> **ACTIVITY**
The answer must be every line of the records in which the string "Could" appears.

(Stored records)
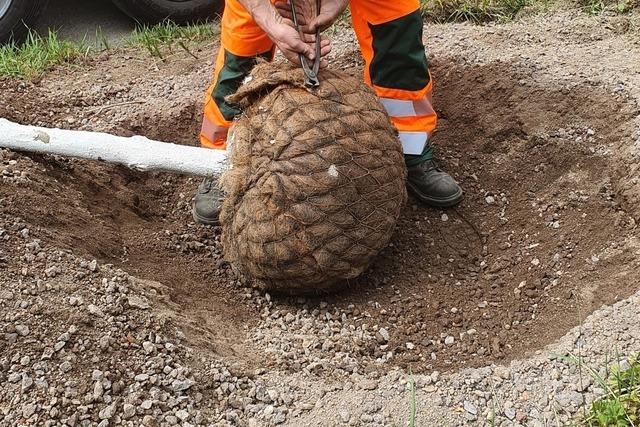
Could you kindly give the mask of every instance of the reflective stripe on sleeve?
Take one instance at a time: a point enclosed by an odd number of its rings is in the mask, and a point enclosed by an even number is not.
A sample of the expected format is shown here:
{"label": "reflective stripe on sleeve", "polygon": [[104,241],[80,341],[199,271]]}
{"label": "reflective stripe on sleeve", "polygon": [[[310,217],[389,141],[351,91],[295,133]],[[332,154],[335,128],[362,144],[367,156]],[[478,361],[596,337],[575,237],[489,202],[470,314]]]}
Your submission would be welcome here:
{"label": "reflective stripe on sleeve", "polygon": [[427,146],[429,134],[426,132],[399,132],[402,152],[413,156],[419,156]]}

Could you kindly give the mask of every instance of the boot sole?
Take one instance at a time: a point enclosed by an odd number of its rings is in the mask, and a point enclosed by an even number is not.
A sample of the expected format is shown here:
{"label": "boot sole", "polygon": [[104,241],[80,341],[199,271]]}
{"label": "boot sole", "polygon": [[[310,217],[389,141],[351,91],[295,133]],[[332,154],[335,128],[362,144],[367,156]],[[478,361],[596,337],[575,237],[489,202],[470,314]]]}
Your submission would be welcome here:
{"label": "boot sole", "polygon": [[445,199],[436,199],[434,197],[429,197],[422,194],[416,187],[413,186],[410,182],[407,182],[407,187],[411,190],[411,193],[418,198],[422,203],[425,203],[429,206],[433,206],[436,208],[450,208],[452,206],[457,205],[462,200],[462,189],[460,189],[453,196],[449,196]]}
{"label": "boot sole", "polygon": [[195,222],[197,222],[198,224],[211,225],[211,226],[220,225],[220,220],[219,219],[211,219],[211,218],[202,217],[202,216],[198,215],[196,213],[196,211],[194,211],[194,210],[191,211],[191,215],[193,216],[193,220]]}

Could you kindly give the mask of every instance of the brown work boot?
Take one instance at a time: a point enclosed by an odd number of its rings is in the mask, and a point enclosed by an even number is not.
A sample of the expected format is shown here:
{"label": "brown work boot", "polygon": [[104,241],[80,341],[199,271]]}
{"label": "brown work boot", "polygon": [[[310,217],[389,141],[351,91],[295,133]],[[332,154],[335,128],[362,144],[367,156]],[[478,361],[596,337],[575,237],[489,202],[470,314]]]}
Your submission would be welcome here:
{"label": "brown work boot", "polygon": [[407,186],[421,202],[448,208],[462,200],[462,188],[433,159],[408,168]]}
{"label": "brown work boot", "polygon": [[218,183],[212,177],[206,177],[193,198],[191,213],[193,220],[203,225],[220,225],[220,208],[223,195]]}

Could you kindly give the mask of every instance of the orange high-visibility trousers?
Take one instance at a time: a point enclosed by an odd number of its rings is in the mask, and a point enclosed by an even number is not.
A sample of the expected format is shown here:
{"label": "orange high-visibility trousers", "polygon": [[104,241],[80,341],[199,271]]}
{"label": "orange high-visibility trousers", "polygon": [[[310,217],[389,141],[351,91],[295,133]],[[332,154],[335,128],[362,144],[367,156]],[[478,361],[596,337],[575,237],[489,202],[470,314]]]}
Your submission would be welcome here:
{"label": "orange high-visibility trousers", "polygon": [[[387,109],[403,151],[420,155],[436,128],[432,81],[422,42],[419,0],[351,0],[353,28],[365,59],[364,79]],[[256,58],[273,58],[274,45],[238,0],[227,0],[213,83],[205,97],[201,144],[225,148],[239,111],[225,101]]]}

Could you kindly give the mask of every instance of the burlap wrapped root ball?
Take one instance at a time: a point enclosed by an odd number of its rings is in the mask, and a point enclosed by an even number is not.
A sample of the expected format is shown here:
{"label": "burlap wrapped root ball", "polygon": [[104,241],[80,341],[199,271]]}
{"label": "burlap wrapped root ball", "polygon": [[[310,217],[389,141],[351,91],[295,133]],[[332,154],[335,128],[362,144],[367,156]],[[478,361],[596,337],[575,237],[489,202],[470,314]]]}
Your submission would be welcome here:
{"label": "burlap wrapped root ball", "polygon": [[258,287],[334,288],[360,275],[391,239],[407,194],[397,132],[359,79],[256,66],[228,98],[243,114],[220,220],[226,259]]}

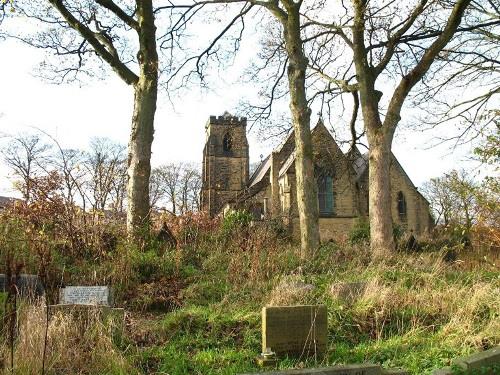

> **RESULT OF THE EXERCISE**
Could you kindly give the mask of every instance of the reflective stripe on sleeve?
Could you kindly give the mask of every instance of the boot sole?
Could you kindly give the mask of every instance of the brown work boot?
Could you kindly give the mask of every instance of the orange high-visibility trousers?
Could you kindly give the mask of every instance of the burlap wrapped root ball?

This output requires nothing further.